*Exercise goal*
Reproduce only what lies between the first line of the material below and the line containing "the green foliage", with both of those lines included and every line kept exact.

*Task input*

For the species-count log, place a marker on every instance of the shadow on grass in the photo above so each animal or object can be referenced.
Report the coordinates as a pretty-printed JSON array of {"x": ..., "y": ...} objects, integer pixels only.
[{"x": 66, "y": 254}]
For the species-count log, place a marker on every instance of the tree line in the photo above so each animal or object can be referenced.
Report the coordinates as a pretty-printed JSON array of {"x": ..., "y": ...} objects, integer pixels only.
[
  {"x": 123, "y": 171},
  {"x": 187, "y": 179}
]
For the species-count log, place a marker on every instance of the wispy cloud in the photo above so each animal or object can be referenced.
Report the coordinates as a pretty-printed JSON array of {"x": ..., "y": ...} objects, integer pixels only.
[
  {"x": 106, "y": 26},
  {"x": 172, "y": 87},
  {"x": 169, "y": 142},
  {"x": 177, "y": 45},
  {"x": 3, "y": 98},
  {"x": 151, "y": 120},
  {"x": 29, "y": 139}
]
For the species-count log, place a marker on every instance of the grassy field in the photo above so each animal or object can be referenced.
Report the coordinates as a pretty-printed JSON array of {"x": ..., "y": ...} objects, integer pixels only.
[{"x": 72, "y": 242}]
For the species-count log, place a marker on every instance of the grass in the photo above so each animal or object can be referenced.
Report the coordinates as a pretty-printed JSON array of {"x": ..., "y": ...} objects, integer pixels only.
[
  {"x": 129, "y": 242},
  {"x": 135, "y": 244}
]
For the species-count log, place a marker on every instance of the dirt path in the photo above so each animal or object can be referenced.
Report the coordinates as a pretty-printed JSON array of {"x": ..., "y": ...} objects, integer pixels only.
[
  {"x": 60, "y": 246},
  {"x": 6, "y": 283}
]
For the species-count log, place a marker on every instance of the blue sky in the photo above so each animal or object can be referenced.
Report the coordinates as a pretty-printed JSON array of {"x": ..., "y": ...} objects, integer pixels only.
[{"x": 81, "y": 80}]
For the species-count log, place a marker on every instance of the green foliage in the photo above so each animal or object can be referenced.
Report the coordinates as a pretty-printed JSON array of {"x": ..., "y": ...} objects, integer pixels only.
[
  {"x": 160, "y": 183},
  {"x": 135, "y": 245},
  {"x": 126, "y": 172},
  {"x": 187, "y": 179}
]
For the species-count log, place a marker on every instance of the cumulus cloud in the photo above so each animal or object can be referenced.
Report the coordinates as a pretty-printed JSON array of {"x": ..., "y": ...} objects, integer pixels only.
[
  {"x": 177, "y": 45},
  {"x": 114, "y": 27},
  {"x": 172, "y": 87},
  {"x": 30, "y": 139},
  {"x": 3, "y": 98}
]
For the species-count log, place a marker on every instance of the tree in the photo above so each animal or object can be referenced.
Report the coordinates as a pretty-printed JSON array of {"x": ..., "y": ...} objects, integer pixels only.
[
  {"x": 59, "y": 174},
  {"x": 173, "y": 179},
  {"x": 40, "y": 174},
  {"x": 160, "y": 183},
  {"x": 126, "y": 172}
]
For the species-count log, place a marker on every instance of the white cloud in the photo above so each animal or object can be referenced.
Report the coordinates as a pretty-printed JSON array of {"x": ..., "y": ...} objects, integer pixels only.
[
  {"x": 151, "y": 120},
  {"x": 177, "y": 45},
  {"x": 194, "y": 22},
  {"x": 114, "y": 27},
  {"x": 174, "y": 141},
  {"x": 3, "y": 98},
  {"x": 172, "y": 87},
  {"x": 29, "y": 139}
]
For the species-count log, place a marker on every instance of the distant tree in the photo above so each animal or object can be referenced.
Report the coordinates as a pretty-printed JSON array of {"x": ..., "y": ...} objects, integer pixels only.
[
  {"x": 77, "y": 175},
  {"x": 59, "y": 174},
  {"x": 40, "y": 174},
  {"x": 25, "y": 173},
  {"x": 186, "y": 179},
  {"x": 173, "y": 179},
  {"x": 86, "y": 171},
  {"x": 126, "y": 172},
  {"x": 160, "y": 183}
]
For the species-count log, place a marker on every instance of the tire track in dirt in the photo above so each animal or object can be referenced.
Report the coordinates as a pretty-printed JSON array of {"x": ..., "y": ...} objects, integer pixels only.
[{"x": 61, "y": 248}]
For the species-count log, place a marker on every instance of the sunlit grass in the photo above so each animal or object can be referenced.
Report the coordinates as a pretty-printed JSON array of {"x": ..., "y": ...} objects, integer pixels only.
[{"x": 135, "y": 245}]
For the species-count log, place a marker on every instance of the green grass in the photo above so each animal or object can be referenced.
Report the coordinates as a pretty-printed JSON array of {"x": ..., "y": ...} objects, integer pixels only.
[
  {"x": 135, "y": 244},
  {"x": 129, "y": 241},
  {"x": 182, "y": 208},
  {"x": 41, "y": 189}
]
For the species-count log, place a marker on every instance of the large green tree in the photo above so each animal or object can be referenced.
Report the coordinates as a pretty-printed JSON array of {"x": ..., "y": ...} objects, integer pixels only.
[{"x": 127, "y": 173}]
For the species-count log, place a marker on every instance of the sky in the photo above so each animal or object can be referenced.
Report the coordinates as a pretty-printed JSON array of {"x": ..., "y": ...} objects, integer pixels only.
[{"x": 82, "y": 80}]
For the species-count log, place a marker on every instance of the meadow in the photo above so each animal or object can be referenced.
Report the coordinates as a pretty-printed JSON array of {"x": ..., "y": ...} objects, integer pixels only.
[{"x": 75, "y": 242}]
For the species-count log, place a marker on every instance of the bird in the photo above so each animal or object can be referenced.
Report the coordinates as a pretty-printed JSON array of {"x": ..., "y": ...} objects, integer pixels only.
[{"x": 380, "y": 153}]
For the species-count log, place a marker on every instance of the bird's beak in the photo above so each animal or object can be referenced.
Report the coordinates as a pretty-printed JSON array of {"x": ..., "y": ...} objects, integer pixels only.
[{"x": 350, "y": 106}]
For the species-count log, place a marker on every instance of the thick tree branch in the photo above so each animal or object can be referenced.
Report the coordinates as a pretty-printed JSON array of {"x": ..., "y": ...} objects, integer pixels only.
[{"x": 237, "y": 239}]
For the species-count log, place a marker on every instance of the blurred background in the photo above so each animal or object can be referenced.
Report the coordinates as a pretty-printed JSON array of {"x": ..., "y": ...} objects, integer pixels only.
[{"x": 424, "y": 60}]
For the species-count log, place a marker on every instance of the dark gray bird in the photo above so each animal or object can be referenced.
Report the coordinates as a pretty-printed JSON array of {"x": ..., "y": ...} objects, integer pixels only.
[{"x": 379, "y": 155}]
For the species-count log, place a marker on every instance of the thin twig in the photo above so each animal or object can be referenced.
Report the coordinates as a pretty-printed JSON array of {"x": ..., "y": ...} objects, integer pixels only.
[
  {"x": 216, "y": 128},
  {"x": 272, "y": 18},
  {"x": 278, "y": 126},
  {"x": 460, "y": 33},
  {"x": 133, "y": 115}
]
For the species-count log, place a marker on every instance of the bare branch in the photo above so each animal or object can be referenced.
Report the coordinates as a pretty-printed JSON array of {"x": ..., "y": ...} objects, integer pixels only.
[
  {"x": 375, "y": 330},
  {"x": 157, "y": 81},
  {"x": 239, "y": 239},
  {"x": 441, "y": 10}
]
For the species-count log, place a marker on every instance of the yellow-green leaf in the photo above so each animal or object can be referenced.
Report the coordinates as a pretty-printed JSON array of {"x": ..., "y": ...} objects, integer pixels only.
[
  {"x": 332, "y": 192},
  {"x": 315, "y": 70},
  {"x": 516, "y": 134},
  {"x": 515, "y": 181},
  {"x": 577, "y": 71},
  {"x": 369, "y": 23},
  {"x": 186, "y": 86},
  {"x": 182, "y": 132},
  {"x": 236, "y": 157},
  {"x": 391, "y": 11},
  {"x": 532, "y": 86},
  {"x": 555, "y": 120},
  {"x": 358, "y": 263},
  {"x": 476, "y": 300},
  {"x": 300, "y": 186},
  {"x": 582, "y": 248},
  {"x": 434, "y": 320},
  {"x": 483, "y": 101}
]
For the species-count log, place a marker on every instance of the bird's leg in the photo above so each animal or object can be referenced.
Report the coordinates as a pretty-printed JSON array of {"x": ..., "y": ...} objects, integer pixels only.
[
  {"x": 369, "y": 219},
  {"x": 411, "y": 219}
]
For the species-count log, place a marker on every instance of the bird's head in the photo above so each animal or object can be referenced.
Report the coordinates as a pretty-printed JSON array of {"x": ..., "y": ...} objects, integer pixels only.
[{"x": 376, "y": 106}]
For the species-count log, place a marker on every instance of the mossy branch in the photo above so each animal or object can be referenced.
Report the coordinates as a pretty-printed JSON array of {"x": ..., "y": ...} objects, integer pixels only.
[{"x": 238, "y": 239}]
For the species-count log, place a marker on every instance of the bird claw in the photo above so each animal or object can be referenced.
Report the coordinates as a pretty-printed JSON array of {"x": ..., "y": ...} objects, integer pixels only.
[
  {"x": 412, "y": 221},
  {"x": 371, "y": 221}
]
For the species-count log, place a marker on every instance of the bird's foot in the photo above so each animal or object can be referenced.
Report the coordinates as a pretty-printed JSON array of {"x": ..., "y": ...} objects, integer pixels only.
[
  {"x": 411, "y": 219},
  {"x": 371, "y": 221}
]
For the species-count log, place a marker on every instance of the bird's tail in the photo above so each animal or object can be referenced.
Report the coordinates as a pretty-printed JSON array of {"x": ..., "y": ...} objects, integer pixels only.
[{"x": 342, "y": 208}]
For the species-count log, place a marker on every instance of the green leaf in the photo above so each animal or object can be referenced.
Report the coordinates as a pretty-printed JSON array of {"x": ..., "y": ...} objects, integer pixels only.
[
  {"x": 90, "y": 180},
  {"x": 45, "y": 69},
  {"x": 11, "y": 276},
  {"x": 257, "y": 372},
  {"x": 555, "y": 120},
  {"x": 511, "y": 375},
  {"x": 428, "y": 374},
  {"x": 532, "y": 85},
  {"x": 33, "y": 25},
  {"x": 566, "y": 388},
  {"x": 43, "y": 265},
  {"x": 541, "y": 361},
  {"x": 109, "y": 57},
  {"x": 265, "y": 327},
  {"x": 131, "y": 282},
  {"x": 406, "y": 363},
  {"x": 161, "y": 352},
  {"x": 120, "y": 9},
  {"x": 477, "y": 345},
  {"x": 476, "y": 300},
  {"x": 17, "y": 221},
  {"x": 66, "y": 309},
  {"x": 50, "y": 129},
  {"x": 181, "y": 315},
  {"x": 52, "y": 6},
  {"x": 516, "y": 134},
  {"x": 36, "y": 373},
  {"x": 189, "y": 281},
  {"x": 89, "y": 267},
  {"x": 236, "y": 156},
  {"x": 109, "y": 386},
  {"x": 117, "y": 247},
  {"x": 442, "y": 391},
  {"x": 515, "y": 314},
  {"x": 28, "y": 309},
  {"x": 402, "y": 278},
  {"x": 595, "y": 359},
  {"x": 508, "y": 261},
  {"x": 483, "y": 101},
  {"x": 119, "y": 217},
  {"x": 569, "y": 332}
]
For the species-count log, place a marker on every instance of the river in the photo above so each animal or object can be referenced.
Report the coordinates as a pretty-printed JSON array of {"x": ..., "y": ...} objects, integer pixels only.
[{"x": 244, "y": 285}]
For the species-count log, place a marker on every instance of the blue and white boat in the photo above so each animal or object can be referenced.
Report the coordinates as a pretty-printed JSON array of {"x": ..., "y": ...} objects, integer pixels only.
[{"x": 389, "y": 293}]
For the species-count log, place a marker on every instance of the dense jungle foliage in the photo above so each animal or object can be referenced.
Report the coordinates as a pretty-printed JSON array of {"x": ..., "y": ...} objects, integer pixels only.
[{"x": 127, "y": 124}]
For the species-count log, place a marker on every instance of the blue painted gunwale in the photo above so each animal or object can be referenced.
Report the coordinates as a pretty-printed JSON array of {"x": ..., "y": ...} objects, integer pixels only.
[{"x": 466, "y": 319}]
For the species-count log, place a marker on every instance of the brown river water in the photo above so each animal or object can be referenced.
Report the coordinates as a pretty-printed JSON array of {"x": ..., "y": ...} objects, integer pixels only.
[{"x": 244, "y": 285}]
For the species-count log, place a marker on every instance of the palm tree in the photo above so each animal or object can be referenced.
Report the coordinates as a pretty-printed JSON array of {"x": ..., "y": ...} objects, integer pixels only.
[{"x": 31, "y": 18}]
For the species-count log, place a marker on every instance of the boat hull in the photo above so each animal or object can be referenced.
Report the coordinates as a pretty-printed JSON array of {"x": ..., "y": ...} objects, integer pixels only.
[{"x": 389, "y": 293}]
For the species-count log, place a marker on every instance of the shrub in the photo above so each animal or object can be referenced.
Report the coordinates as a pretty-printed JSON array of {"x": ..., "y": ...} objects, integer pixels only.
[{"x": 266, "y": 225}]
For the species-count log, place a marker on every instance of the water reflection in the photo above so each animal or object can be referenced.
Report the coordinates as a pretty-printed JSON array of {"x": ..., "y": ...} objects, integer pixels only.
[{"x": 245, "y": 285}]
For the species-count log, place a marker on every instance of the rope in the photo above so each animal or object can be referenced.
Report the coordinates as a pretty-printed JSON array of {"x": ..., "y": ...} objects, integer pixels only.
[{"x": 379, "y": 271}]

*Exercise solution*
For the species-count log, place a marker on every instance of the shadow on grass in the photo above so each animal or object can be referenced.
Report the coordinates as a pretty-printed JSON array of {"x": ..., "y": ...} objects, integer pixels only.
[{"x": 66, "y": 254}]
For the species-count log, place a marker on every instance of the tree line in the photo above so each animal or object can be referenced.
Report the coordinates as a pretty-printed JSON array of {"x": ..., "y": ...} objects, integer pixels only.
[
  {"x": 123, "y": 171},
  {"x": 187, "y": 179}
]
For the species-count log, place a marker on every instance of the wispy cloud in the photo above so each animal or object can be referenced.
Report the coordinates as a pretty-printed JSON array of {"x": ..., "y": ...} objects, integer pixels only.
[
  {"x": 106, "y": 26},
  {"x": 172, "y": 87},
  {"x": 169, "y": 142},
  {"x": 177, "y": 45},
  {"x": 3, "y": 98},
  {"x": 151, "y": 120},
  {"x": 29, "y": 139}
]
For the species-count log, place a marker on every instance of the grassy field in the photo above so each animal or object can be referenced.
Report the coordinates as a pretty-printed JSON array of {"x": ..., "y": ...} objects, integer pixels only.
[{"x": 72, "y": 242}]
For the species-count log, place a marker on every instance of the grass in the photo above so each animal or object can be referenced.
Report the coordinates as a pretty-printed JSON array of {"x": ..., "y": ...} objects, integer pixels only.
[
  {"x": 129, "y": 242},
  {"x": 135, "y": 244}
]
For the species-count log, place a marker on every instance of the dirt path in the photo above so each animal or object can be referenced.
Report the coordinates as a pretty-printed JSON array of {"x": ..., "y": ...} objects, integer pixels only.
[
  {"x": 60, "y": 246},
  {"x": 6, "y": 283}
]
For the species-count log, place a marker on every instance of the blue sky in the photo above so each animal or object can be referenced.
Report the coordinates as a pretty-printed JSON array of {"x": ..., "y": ...} objects, integer pixels only.
[{"x": 81, "y": 80}]
For the species-count log, place a marker on every instance of the green foliage in the photo above so each animal or object can be referenced.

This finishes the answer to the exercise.